> _What the task asks_
Reproduce the records word for word, from the start up to and including the line that contains "(1062, 708)".
"""
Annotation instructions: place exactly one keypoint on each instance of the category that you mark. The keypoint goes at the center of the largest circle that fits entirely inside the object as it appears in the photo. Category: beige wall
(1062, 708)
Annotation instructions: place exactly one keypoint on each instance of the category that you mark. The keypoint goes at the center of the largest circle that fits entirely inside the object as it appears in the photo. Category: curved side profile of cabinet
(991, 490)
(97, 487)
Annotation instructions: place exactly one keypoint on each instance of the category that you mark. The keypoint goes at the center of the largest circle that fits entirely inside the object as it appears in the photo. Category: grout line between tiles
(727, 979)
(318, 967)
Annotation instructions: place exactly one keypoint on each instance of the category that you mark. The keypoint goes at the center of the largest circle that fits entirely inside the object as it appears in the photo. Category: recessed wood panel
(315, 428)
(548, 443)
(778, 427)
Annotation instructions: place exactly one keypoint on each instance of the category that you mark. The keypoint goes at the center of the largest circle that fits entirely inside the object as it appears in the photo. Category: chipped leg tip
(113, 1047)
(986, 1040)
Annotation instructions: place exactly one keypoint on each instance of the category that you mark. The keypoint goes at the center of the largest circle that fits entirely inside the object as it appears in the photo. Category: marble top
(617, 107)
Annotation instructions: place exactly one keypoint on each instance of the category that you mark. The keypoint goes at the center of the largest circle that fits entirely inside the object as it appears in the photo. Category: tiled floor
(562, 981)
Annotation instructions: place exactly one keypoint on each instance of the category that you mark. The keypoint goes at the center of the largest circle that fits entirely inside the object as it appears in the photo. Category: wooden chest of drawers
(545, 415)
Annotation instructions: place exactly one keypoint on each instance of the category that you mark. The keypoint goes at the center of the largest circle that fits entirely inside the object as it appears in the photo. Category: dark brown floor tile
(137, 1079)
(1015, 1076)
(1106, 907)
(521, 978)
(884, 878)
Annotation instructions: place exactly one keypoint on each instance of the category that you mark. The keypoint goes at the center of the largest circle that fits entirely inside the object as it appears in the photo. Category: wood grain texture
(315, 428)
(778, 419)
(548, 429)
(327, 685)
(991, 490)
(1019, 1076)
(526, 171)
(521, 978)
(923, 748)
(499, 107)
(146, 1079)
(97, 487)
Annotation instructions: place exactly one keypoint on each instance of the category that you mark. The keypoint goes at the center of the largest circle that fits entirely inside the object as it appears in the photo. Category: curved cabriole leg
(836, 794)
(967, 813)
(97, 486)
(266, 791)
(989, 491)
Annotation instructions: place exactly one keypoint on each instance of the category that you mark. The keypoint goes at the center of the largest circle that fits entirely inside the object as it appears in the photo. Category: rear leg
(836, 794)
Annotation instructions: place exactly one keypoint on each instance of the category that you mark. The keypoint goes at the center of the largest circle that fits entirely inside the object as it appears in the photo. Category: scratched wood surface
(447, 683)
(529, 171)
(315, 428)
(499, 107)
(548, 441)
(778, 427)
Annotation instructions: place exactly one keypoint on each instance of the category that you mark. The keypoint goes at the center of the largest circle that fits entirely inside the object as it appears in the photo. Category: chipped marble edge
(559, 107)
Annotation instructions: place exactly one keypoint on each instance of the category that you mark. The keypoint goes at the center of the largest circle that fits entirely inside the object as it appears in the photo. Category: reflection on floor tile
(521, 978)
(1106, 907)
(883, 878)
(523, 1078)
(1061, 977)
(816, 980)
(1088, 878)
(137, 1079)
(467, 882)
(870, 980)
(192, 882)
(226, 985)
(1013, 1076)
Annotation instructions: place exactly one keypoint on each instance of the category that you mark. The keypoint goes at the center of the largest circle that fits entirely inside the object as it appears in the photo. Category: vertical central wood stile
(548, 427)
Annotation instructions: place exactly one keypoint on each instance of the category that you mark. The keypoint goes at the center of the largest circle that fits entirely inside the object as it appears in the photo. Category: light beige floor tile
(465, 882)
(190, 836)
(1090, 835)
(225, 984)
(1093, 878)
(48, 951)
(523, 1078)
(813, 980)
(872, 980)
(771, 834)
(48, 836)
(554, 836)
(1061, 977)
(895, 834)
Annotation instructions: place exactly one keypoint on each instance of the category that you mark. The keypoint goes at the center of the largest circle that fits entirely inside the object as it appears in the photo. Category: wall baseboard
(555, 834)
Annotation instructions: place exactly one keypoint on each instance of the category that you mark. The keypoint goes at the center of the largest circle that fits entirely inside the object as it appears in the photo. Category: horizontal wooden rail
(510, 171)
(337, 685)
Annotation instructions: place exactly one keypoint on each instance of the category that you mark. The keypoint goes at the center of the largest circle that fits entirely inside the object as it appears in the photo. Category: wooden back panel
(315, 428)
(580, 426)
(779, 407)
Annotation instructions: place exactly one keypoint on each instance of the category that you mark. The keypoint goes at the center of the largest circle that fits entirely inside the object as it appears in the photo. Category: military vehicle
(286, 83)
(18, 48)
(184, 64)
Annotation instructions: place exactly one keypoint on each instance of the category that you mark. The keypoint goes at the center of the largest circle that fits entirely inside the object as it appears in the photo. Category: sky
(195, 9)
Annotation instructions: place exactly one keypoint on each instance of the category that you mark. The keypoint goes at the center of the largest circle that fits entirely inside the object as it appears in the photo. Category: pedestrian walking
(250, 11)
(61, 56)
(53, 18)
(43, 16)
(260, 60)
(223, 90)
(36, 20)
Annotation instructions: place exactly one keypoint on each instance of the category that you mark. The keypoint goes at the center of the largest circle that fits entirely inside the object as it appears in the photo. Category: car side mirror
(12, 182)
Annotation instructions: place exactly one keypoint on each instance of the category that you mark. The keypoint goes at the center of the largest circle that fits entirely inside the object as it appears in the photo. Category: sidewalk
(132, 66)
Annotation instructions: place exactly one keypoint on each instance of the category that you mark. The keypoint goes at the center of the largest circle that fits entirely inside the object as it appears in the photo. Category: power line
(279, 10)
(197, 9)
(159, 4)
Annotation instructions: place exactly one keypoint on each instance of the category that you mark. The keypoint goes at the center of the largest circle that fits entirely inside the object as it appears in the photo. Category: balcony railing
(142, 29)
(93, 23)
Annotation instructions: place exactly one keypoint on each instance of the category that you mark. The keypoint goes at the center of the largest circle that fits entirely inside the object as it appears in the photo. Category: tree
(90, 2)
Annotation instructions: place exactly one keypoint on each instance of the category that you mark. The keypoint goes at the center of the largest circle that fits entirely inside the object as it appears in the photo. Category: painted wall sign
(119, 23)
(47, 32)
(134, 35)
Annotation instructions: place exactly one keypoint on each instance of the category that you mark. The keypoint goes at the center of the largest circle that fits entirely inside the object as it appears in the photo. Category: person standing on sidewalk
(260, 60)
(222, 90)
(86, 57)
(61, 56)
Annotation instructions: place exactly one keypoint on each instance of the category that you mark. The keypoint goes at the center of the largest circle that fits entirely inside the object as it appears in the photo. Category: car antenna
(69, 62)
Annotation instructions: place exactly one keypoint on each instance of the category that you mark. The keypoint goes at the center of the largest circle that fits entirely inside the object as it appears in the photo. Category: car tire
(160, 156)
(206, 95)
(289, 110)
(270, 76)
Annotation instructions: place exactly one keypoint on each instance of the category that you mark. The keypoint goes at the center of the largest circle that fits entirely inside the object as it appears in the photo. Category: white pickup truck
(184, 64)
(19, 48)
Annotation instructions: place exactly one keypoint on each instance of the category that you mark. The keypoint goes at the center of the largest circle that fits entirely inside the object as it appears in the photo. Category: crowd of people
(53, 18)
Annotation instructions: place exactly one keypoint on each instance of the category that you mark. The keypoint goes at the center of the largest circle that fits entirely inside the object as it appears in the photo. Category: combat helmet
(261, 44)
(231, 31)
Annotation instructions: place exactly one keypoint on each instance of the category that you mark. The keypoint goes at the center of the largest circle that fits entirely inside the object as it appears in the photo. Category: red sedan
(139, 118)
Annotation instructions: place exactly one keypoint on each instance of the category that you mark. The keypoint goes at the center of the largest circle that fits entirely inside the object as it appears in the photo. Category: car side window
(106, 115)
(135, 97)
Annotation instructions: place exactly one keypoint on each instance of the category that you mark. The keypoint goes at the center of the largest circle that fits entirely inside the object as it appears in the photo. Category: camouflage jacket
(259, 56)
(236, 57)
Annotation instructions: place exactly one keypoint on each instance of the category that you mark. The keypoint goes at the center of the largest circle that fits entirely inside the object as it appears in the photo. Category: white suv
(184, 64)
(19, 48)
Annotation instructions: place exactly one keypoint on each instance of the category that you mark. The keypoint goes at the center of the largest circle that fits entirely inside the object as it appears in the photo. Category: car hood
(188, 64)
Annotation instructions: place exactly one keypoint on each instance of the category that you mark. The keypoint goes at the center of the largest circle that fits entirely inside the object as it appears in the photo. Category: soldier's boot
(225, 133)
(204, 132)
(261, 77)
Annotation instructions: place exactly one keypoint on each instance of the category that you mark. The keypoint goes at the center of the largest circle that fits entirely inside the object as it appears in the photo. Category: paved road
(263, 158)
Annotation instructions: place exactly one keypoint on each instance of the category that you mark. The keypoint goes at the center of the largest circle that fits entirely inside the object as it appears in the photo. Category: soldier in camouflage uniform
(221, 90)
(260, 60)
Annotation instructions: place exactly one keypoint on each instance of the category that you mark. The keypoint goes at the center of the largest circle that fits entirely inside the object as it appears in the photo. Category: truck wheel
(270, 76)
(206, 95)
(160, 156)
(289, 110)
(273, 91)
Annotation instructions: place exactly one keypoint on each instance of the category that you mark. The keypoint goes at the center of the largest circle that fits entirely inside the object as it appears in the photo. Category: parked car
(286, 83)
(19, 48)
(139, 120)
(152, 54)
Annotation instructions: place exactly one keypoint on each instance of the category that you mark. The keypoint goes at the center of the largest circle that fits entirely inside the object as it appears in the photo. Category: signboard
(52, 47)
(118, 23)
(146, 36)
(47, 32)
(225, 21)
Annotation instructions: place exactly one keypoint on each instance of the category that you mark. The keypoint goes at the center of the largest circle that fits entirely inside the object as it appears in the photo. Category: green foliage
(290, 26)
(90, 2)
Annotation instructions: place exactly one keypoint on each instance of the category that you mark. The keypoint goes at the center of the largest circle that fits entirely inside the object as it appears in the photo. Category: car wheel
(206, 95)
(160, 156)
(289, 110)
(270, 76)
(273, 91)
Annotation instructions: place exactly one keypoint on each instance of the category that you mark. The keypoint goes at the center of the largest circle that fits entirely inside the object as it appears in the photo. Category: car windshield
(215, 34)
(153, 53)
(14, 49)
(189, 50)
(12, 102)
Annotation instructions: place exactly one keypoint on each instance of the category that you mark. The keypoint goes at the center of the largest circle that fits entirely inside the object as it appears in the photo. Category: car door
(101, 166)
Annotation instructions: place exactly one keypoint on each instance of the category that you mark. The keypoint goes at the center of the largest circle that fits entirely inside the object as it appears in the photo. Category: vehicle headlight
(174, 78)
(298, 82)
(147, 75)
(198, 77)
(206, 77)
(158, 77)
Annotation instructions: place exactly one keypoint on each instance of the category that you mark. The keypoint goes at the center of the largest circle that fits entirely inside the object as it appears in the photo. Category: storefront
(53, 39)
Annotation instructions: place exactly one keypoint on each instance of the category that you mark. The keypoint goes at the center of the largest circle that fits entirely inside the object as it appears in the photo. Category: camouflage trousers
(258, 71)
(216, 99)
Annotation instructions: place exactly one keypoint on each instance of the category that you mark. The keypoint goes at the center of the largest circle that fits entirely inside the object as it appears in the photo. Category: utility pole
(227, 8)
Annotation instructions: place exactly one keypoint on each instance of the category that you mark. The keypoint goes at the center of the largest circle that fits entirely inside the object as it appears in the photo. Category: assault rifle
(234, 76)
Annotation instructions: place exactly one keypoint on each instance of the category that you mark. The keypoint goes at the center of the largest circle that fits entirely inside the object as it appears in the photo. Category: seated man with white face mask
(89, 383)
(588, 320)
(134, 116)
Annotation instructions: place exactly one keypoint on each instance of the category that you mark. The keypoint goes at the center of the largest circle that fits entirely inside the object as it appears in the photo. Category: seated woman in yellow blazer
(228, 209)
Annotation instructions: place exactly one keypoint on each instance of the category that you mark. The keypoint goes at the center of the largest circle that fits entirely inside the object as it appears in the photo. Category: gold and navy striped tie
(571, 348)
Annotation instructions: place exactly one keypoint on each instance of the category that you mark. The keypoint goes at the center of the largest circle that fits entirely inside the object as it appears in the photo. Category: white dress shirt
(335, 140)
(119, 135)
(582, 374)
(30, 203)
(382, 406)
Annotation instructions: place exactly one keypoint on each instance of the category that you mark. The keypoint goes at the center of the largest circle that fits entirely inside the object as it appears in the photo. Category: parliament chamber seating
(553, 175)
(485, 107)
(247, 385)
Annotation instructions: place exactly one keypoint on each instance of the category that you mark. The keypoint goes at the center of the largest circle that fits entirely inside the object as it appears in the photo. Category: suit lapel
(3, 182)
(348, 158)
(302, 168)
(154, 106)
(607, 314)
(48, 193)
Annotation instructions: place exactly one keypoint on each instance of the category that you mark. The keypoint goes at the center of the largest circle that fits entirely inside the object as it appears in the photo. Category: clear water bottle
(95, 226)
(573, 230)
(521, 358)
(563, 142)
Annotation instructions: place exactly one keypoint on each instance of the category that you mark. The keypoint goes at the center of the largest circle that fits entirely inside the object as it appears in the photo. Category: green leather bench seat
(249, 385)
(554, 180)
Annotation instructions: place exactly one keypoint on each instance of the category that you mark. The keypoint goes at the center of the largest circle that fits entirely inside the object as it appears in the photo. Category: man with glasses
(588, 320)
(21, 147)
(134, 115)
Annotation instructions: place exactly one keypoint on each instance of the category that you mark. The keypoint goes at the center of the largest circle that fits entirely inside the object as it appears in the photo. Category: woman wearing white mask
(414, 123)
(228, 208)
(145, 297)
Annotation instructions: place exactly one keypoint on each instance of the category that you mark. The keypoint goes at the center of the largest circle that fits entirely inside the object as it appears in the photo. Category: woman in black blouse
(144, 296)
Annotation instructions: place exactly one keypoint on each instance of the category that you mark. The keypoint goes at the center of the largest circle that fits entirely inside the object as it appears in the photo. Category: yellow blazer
"""
> _Correct output_
Annotation instructions: place exactly one keypoint on each instance of the category that you mark. The keypoint goes at the center of the largest circle that fits entirely inside the object as it appears in the photo. Category: beige wall
(1062, 708)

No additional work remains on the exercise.